REQUIRED WORK ▸
What do the lines from the one containing "Target: woman in dark dress" through the end of the entries say? Quote them exactly, and only them.

—————

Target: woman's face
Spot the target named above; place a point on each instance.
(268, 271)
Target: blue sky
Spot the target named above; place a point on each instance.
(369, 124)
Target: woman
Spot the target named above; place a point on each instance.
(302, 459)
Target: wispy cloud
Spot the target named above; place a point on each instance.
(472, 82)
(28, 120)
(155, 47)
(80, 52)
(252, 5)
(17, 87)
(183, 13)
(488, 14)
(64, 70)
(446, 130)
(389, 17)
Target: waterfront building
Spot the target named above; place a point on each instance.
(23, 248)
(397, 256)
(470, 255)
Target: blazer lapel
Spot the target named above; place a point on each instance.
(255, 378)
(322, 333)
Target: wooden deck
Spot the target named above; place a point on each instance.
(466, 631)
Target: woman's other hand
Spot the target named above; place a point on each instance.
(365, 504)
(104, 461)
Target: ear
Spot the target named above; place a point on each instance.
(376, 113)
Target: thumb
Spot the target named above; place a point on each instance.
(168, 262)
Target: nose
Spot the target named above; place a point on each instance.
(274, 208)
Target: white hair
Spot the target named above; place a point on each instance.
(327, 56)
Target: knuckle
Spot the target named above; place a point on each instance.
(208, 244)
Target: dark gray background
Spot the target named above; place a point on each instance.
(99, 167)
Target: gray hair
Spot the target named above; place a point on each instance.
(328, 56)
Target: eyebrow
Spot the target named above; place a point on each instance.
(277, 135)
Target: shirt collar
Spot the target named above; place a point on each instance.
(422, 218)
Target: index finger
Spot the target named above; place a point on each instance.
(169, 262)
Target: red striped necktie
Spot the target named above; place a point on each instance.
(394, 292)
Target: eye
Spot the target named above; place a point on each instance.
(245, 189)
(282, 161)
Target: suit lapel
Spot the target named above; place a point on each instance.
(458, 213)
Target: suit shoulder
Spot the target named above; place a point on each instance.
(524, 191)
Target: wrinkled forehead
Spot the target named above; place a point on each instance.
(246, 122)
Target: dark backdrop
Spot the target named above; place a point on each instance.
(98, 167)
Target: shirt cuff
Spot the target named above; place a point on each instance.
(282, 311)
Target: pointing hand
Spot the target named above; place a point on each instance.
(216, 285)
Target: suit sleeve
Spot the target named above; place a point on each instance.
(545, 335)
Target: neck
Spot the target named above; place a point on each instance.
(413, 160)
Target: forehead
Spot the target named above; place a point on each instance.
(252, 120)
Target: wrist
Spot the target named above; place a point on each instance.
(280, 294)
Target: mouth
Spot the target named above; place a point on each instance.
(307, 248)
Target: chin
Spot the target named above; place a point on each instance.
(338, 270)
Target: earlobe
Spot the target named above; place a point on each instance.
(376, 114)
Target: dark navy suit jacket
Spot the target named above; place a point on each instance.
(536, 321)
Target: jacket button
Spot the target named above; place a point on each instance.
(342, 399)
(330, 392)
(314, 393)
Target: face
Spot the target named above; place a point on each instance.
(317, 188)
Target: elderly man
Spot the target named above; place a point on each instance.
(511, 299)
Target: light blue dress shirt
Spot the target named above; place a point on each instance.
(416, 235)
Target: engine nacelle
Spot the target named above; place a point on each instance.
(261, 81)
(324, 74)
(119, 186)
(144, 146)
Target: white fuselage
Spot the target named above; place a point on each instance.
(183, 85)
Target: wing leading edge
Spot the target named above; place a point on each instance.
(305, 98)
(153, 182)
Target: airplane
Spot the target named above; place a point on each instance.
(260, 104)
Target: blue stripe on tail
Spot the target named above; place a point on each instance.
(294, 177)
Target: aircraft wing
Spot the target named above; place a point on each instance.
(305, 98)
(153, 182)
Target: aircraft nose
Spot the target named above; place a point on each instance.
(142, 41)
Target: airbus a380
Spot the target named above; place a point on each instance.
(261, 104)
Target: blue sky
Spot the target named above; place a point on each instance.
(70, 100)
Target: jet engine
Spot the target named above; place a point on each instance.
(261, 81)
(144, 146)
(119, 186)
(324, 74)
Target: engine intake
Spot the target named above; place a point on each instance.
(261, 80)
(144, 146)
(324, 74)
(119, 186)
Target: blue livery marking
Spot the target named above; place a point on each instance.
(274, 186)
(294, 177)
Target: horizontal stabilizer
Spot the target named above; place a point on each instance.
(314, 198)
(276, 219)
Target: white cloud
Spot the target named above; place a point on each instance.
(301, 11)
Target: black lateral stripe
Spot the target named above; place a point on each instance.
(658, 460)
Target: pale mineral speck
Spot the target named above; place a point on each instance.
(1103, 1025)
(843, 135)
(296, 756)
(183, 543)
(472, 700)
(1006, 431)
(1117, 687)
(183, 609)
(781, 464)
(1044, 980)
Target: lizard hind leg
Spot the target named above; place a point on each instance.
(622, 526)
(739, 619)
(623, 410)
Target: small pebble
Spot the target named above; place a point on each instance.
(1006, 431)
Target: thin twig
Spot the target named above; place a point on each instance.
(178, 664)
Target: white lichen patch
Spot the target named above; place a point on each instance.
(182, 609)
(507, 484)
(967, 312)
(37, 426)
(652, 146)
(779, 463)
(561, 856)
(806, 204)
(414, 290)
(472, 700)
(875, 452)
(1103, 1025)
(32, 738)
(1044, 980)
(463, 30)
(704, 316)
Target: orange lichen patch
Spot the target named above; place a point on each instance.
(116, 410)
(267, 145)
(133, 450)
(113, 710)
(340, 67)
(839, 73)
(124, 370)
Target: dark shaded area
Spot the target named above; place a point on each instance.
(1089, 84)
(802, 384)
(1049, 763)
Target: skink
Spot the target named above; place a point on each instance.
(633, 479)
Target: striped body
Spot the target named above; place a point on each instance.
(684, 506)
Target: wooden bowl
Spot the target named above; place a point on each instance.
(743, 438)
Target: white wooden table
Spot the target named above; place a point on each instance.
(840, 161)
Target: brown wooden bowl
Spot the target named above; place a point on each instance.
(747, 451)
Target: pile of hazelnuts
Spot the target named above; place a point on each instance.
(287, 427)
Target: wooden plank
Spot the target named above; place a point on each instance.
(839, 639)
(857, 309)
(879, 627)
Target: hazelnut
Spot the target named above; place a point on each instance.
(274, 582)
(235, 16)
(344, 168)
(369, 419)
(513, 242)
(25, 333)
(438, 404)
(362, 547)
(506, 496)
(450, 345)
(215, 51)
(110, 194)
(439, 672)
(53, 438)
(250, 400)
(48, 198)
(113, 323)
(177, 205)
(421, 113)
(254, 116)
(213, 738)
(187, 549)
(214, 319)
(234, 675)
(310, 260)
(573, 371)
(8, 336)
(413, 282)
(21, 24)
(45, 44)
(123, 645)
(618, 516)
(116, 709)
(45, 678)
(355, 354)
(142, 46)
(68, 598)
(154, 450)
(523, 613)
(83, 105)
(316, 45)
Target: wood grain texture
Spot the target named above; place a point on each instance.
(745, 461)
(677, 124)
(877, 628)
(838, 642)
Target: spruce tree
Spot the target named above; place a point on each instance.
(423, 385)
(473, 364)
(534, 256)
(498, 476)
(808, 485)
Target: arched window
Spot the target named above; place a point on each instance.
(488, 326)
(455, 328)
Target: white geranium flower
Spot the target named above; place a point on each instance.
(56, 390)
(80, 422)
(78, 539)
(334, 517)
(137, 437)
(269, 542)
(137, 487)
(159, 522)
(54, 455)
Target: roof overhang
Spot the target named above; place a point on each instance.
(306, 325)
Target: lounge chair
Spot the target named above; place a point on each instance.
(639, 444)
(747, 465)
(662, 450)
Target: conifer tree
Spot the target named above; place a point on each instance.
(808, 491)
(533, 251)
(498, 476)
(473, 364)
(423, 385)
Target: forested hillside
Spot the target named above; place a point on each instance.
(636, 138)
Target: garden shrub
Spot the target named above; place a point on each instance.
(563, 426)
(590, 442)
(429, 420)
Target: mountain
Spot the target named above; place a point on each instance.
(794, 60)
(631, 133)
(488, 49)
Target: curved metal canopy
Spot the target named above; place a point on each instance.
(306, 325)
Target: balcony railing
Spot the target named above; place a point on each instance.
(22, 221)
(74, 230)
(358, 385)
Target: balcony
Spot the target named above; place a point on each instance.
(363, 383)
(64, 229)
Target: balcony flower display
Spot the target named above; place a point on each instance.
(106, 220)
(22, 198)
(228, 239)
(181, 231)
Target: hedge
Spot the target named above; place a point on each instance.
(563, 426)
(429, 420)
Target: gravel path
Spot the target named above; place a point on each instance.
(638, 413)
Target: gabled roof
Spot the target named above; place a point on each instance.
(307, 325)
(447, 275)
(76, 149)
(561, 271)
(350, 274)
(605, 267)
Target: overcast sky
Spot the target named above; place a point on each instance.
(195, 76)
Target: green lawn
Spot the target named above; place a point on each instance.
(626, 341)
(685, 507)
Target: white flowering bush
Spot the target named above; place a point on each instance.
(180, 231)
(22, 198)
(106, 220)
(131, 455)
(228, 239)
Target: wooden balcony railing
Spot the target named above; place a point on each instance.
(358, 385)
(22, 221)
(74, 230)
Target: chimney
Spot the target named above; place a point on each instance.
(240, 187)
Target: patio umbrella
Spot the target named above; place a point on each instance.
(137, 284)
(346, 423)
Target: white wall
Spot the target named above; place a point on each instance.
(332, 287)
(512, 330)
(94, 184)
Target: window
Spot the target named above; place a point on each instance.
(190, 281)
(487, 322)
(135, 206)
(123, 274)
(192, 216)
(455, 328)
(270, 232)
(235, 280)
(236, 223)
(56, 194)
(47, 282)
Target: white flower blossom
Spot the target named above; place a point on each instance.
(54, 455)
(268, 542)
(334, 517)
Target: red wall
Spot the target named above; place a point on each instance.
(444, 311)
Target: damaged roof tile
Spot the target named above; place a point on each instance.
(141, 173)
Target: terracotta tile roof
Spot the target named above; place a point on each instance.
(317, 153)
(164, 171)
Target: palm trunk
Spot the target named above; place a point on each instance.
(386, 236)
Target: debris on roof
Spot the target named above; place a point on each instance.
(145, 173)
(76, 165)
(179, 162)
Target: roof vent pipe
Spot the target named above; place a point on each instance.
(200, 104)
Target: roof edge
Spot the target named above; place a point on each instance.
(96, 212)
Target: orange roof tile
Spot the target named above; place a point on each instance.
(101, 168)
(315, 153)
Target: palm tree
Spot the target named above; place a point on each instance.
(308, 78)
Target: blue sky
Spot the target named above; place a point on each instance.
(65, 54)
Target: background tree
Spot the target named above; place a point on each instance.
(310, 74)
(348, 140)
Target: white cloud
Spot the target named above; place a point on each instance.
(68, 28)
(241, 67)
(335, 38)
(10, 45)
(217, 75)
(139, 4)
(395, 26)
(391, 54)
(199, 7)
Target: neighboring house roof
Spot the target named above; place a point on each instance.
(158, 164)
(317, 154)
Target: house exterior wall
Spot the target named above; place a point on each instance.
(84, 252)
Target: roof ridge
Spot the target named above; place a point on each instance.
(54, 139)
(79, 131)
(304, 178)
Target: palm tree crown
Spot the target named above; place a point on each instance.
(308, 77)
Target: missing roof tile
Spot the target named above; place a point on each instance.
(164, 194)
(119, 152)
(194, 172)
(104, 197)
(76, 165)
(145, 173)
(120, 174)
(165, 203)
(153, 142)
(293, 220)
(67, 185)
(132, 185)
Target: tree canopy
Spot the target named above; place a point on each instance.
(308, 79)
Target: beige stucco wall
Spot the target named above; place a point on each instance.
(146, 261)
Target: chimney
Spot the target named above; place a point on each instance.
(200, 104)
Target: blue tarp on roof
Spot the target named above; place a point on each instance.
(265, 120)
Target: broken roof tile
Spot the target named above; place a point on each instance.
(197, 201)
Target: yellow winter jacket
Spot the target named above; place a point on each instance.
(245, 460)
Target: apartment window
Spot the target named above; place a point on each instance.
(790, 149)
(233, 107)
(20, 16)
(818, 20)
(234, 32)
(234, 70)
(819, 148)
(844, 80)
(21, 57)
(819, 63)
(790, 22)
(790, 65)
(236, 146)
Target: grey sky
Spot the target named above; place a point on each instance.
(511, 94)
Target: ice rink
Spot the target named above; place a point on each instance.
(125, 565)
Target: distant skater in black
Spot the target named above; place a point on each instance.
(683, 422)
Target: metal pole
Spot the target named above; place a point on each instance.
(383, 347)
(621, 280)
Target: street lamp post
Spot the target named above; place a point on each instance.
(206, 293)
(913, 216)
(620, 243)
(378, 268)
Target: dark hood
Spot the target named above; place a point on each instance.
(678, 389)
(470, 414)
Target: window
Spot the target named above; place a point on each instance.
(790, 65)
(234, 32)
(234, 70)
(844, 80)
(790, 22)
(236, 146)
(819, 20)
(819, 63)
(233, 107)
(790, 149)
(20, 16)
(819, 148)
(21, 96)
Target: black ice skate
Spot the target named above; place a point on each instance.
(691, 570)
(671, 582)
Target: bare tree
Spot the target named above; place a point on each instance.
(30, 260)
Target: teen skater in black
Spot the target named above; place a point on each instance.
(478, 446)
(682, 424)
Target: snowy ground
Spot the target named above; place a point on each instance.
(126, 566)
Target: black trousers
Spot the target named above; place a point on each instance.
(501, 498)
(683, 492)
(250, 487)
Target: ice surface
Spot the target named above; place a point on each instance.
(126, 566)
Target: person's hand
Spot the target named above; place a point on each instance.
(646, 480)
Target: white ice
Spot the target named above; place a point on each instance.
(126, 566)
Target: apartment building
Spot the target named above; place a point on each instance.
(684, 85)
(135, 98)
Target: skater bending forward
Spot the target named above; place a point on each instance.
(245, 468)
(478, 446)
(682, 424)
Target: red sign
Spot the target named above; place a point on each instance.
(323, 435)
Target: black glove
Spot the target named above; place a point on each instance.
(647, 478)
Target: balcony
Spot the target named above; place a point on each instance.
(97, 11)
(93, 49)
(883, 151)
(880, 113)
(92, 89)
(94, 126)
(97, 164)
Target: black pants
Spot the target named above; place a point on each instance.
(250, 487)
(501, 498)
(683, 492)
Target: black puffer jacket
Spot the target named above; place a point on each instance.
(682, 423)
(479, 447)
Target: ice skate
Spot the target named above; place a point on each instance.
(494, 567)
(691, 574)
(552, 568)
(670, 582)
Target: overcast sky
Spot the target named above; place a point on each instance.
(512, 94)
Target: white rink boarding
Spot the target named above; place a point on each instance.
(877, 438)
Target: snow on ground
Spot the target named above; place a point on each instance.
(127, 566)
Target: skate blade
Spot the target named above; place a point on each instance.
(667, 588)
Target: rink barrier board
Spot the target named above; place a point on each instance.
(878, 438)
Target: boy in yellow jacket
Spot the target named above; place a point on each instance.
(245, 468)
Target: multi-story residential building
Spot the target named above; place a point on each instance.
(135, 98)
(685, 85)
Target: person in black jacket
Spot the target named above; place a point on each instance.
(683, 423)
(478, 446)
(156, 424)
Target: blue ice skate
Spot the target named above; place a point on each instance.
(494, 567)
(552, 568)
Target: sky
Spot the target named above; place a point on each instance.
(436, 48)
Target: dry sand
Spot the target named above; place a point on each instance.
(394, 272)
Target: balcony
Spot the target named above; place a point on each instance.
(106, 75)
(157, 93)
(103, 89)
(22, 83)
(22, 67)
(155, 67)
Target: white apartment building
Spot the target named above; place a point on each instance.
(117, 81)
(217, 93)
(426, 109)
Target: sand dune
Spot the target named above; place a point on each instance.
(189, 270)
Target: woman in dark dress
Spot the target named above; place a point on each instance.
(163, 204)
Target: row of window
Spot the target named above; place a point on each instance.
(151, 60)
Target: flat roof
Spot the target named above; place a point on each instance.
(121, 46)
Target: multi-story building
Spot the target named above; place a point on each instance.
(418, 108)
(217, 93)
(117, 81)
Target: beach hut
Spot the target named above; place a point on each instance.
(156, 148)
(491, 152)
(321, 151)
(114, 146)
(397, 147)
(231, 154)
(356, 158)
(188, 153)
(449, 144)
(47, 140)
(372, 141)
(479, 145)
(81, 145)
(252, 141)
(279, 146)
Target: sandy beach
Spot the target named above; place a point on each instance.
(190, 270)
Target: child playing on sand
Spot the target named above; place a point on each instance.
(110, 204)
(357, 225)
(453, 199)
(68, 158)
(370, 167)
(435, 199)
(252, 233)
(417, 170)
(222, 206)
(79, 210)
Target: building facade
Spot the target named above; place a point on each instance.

—————

RESULT FOR THIS TASK ▸
Target: woman in dark dress
Spot the target named above; place a point on each instance.
(163, 204)
Target: row of window
Spot the target named above; place a point on each instance.
(151, 60)
Target: flat roof
Spot the target named above; place a point on each instance.
(121, 46)
Target: multi-story building
Spot the target named above; place a point on each instance.
(418, 108)
(217, 93)
(117, 81)
Target: beach hut
Spot the target named above; place a point on each instance.
(156, 148)
(491, 152)
(321, 151)
(114, 146)
(397, 147)
(231, 154)
(356, 158)
(188, 153)
(449, 144)
(47, 140)
(372, 141)
(479, 145)
(81, 145)
(252, 141)
(279, 146)
Target: sandy beach
Spot the target named above; place a point on each instance.
(190, 270)
Target: child playing on sand
Spot the target named above; place a point on each instance.
(110, 204)
(357, 225)
(453, 199)
(68, 158)
(370, 167)
(435, 199)
(252, 233)
(417, 170)
(222, 206)
(79, 210)
Target: building facade
Spot the target named above; place a point on each instance.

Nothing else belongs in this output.